**Assignment:**
Every line with "rise" in it should be copied from the data.

**Exercise inputs:**

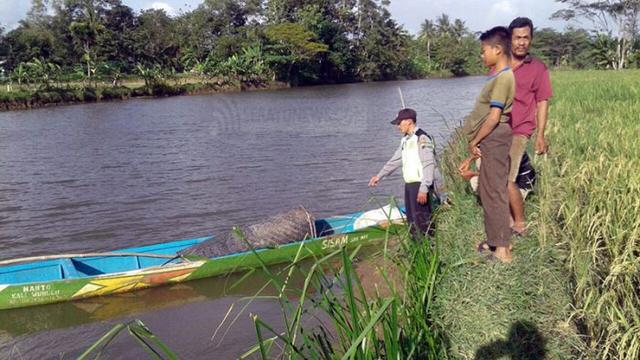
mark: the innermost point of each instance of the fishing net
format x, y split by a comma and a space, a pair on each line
294, 225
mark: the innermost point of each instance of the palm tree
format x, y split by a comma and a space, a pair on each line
443, 24
426, 35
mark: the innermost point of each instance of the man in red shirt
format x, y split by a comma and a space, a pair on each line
530, 106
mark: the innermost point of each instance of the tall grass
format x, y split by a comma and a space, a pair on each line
593, 198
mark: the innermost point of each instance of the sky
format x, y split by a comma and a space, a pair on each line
479, 15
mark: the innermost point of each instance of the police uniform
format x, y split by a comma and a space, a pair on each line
416, 157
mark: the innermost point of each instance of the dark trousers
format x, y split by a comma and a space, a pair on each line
418, 215
494, 173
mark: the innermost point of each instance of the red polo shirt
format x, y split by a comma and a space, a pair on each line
532, 86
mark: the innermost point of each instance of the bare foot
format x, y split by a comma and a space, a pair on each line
503, 253
519, 228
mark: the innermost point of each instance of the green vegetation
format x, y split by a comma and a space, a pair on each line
385, 318
236, 44
594, 167
572, 290
573, 286
155, 348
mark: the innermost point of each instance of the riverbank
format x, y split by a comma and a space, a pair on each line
572, 289
28, 97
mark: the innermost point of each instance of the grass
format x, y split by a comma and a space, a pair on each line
491, 310
360, 324
32, 96
572, 291
595, 165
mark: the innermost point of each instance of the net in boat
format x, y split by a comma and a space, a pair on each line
293, 225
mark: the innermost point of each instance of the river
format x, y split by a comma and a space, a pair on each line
103, 176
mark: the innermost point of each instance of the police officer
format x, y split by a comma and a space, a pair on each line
416, 156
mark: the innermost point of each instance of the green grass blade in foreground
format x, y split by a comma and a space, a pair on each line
156, 348
149, 341
102, 343
367, 329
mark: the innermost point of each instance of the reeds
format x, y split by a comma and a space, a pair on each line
357, 324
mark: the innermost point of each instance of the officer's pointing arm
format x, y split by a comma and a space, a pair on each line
391, 165
426, 152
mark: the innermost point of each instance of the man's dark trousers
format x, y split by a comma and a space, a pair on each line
418, 215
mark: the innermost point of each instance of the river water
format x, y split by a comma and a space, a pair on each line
97, 177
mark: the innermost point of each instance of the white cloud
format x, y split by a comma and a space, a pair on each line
503, 8
164, 6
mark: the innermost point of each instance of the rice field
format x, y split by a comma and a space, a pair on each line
572, 291
592, 203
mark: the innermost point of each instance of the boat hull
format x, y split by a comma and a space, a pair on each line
45, 292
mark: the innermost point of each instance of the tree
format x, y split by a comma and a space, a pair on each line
426, 35
616, 18
290, 45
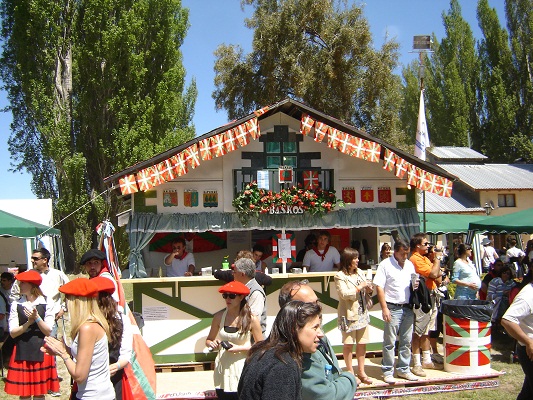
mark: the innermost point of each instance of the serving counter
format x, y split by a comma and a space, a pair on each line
177, 313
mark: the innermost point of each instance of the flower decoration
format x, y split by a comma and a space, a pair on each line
255, 201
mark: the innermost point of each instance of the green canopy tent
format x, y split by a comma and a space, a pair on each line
11, 225
518, 222
438, 224
30, 232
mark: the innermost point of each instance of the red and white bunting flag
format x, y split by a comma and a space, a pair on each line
359, 149
321, 130
335, 137
144, 177
413, 175
180, 165
306, 124
389, 160
230, 141
261, 111
435, 185
157, 175
167, 169
241, 135
401, 167
253, 128
373, 151
205, 149
447, 186
347, 144
218, 145
128, 184
193, 156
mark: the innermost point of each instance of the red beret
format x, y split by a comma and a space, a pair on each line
234, 287
104, 284
30, 276
81, 287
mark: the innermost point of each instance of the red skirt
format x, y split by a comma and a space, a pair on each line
31, 378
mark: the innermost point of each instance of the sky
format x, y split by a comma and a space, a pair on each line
215, 22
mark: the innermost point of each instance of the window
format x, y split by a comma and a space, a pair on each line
506, 200
281, 153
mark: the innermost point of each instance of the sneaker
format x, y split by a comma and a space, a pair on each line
418, 370
407, 375
432, 365
437, 358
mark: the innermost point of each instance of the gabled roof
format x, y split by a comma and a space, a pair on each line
493, 176
452, 153
293, 109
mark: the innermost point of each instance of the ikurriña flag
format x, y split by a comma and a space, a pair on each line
140, 373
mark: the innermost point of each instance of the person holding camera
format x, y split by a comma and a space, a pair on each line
424, 322
355, 297
231, 334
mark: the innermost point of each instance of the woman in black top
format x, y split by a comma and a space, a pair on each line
273, 366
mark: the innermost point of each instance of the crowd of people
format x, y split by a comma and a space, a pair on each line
98, 347
295, 360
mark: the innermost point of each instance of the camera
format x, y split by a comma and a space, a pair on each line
225, 344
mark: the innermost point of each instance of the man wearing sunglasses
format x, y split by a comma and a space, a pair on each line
424, 322
315, 384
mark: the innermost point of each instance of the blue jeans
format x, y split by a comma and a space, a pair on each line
401, 327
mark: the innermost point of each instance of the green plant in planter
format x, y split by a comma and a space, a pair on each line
253, 201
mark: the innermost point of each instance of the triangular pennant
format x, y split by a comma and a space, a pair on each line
306, 124
321, 130
205, 149
389, 160
128, 184
144, 178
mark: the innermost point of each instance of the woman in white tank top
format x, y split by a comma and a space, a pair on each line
87, 360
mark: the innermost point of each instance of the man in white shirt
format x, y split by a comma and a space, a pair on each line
323, 257
179, 262
518, 322
392, 281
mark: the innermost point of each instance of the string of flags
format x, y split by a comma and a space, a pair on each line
190, 158
370, 151
241, 135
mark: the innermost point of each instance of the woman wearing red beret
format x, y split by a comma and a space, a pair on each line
89, 330
231, 333
30, 372
121, 339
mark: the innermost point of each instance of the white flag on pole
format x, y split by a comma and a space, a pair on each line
422, 135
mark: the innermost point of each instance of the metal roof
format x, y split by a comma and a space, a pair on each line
456, 153
493, 176
458, 203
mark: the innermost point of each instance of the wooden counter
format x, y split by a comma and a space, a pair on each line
177, 313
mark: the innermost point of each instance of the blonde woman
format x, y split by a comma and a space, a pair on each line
354, 293
30, 372
88, 359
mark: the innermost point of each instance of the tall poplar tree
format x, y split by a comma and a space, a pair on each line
93, 86
520, 25
319, 52
496, 92
451, 81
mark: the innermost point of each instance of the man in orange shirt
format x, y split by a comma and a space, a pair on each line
424, 322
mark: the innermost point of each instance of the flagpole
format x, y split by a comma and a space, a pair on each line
422, 44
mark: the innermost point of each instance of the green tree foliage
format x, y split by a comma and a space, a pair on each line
520, 25
93, 86
496, 93
451, 82
319, 52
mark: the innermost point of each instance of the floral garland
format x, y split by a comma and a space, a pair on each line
255, 201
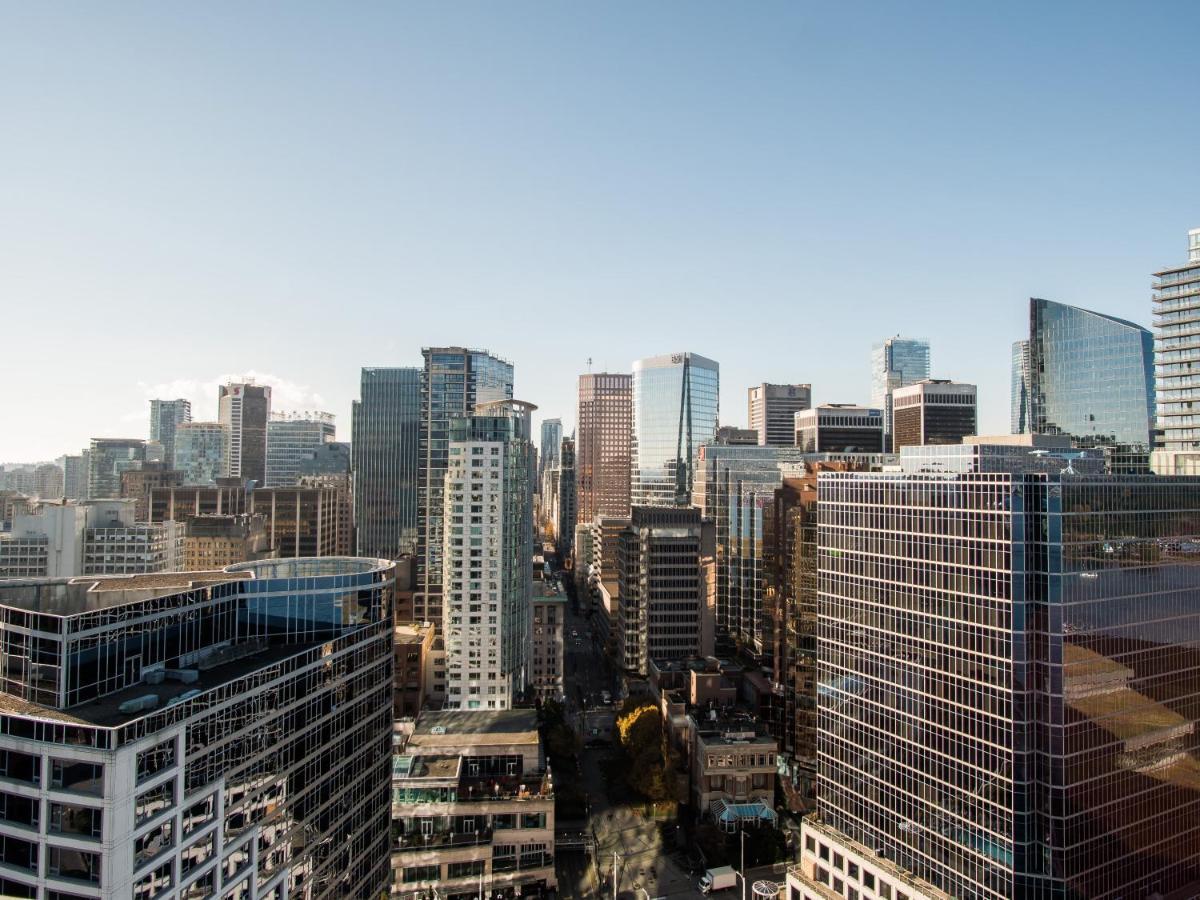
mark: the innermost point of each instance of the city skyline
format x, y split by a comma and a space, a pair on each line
439, 173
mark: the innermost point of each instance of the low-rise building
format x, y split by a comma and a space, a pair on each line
473, 808
414, 667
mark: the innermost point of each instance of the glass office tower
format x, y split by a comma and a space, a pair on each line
198, 735
1090, 377
454, 381
1008, 676
895, 363
487, 556
385, 432
676, 406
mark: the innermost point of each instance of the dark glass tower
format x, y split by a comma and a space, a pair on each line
1009, 673
454, 382
384, 448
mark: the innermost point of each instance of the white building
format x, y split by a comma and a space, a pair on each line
487, 557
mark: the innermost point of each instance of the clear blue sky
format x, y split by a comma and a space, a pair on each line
197, 190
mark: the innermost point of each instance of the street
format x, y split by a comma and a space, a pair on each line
645, 867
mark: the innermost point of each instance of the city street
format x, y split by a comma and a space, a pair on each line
645, 867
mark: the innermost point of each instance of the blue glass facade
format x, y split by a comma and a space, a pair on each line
676, 406
1091, 377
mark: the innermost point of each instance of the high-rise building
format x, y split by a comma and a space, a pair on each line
1091, 377
165, 417
245, 408
550, 447
108, 457
1177, 364
895, 363
199, 735
601, 445
473, 802
137, 484
661, 605
291, 438
385, 435
565, 510
454, 382
733, 487
933, 412
487, 556
840, 429
75, 478
1008, 670
676, 407
1019, 396
201, 451
772, 409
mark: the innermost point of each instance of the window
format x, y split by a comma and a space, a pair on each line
73, 864
82, 777
76, 821
21, 767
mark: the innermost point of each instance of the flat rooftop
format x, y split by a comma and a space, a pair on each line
461, 729
105, 712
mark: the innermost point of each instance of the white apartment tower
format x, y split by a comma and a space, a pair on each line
487, 556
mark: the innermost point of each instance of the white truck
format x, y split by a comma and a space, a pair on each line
718, 880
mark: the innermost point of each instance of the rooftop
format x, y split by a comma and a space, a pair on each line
461, 729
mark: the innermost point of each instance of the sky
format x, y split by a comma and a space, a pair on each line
197, 191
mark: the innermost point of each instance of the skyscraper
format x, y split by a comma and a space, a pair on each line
291, 438
1177, 364
550, 447
1091, 377
165, 417
201, 451
895, 363
108, 457
385, 435
933, 412
1019, 395
1008, 672
771, 411
487, 556
245, 408
199, 735
454, 382
601, 445
676, 407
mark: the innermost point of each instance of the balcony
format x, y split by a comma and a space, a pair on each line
441, 840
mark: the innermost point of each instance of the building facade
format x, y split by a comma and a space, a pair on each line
840, 429
1091, 378
473, 808
895, 363
661, 607
933, 412
603, 445
291, 439
676, 407
201, 451
1177, 347
771, 411
108, 457
1007, 675
454, 382
166, 415
244, 408
385, 435
211, 735
487, 557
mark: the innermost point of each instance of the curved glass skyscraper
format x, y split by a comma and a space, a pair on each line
1090, 376
676, 405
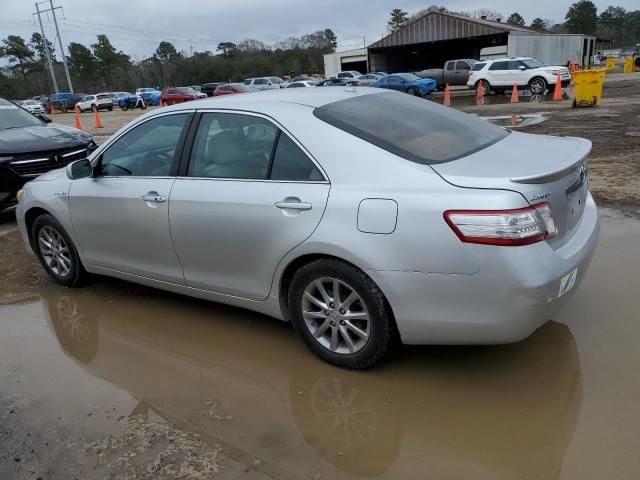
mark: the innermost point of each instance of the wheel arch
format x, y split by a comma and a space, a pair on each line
297, 263
30, 217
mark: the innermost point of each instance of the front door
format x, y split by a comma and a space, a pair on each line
121, 215
250, 194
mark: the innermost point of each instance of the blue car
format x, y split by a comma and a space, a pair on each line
408, 83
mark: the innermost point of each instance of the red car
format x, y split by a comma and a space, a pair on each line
229, 89
173, 95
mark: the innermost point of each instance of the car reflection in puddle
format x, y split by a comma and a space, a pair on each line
244, 381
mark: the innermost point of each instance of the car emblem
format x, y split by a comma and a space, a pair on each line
540, 196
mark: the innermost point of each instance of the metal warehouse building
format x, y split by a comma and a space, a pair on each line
438, 36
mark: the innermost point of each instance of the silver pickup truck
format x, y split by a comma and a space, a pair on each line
455, 72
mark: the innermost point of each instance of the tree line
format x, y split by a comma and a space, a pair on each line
101, 67
613, 23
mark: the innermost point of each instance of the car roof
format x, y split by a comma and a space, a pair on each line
269, 100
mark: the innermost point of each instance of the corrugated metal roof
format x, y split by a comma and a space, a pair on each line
435, 26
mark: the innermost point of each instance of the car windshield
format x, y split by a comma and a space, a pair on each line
410, 77
531, 63
419, 131
12, 116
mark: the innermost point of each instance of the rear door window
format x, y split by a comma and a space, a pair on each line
419, 131
498, 66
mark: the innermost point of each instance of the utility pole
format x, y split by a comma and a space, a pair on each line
55, 22
46, 51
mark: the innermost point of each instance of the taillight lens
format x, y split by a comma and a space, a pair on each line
523, 226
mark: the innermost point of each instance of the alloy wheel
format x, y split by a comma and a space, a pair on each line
336, 316
55, 251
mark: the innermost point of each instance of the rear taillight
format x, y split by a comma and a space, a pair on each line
523, 226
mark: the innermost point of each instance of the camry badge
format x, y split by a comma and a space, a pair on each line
540, 196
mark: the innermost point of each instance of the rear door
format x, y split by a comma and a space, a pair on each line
247, 194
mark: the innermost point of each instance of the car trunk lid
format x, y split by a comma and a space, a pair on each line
541, 169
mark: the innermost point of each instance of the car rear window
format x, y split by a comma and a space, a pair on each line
412, 128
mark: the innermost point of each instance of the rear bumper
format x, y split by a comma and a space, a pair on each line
513, 294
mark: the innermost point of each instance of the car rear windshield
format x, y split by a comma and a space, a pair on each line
412, 128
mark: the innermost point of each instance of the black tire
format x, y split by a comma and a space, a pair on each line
538, 85
486, 87
76, 274
381, 324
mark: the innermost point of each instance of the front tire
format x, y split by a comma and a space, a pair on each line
56, 251
537, 85
340, 314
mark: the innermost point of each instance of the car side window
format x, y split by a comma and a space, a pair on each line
291, 163
148, 150
230, 145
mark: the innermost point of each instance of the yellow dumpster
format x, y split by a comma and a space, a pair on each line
628, 65
588, 85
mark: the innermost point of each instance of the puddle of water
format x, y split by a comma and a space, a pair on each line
244, 381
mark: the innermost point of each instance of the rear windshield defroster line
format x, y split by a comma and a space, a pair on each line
413, 128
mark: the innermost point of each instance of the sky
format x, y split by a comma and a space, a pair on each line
138, 26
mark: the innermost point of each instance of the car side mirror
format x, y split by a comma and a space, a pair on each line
79, 169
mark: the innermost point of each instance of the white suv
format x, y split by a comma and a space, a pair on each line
263, 83
100, 101
501, 74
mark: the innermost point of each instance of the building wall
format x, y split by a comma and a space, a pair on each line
334, 62
552, 49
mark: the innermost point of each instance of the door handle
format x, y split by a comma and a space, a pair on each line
154, 197
293, 205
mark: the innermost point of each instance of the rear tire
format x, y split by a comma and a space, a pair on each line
56, 252
346, 321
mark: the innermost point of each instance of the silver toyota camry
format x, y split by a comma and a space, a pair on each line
360, 216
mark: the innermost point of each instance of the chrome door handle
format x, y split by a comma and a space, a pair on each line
293, 205
154, 198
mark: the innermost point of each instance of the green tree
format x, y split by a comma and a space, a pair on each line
37, 44
538, 23
332, 38
582, 17
83, 65
515, 19
398, 19
16, 50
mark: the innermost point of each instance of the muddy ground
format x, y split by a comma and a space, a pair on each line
119, 381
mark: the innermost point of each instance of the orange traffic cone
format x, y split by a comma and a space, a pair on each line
557, 92
447, 95
514, 94
479, 95
78, 124
97, 118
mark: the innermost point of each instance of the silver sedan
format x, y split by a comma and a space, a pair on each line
359, 215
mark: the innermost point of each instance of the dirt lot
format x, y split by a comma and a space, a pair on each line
119, 381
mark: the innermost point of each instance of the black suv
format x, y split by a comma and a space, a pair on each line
30, 146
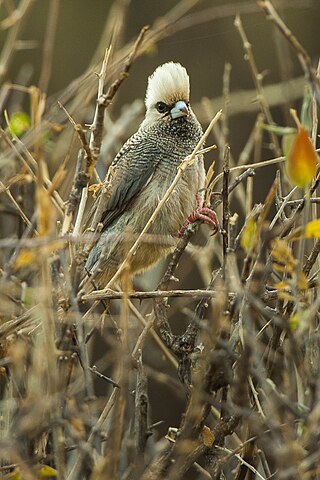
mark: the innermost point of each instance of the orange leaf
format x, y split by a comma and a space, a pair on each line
302, 159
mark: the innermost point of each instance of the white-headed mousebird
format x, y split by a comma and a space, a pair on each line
142, 171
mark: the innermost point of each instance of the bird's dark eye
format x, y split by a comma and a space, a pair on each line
162, 107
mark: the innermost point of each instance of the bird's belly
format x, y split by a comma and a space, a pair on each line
175, 210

**Reply to the task:**
mark: the innermost point of each instance of the low-rise building
mark: the innermost point of each instance of the high-rise building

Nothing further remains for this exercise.